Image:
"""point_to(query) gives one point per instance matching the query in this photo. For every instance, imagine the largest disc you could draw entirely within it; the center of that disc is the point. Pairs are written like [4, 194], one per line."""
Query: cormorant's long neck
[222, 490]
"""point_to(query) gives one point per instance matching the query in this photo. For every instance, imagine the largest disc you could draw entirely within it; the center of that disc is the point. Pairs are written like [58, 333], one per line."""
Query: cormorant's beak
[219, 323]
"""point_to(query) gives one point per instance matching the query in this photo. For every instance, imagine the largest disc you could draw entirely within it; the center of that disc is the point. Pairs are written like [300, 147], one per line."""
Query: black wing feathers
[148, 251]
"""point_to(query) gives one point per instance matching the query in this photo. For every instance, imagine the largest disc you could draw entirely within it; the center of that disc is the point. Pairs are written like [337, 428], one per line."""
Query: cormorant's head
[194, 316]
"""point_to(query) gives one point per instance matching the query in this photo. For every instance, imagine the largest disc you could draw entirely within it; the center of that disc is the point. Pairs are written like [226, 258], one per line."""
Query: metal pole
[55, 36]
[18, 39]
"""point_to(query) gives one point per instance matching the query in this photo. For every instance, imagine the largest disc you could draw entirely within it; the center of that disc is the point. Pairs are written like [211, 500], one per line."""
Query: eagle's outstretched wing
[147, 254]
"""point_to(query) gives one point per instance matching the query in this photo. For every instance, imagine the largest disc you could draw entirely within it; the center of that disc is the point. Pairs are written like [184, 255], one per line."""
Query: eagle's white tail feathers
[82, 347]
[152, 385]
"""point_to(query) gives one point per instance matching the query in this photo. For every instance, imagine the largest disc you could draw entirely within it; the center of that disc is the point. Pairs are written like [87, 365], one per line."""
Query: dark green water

------------------------------------------------

• _Task description_: Return verbatim every line from the one containing "[87, 365], one" through the last line of the rows, with both ends included.

• _Solution to the problem_:
"""point_to(query) gives one point per instance matching the query in this photo. For every instance, imagine the largest disc you could draw entirely within it; the center of that disc is the point. Pairs are written like [87, 365], one per line."""
Query: dark green water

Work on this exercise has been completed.